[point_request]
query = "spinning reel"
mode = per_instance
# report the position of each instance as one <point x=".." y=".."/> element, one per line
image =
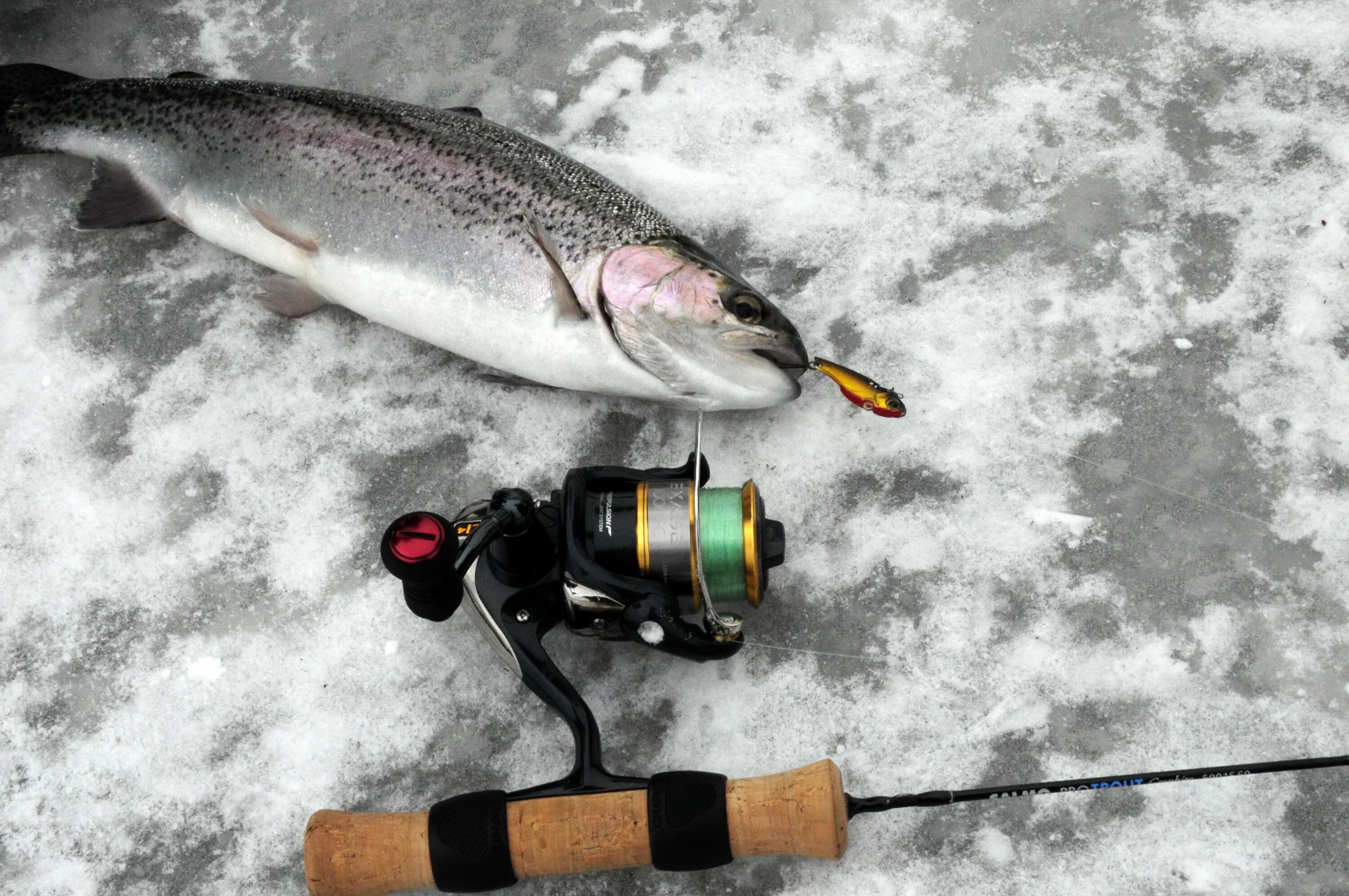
<point x="640" y="555"/>
<point x="617" y="554"/>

* * *

Problem to work on:
Print every row above verbatim, omitting the pictures.

Full solution:
[point_request]
query = "spinning reel"
mode = per_instance
# report the position of each instance as one <point x=".." y=".."/> element, one per line
image =
<point x="640" y="555"/>
<point x="617" y="554"/>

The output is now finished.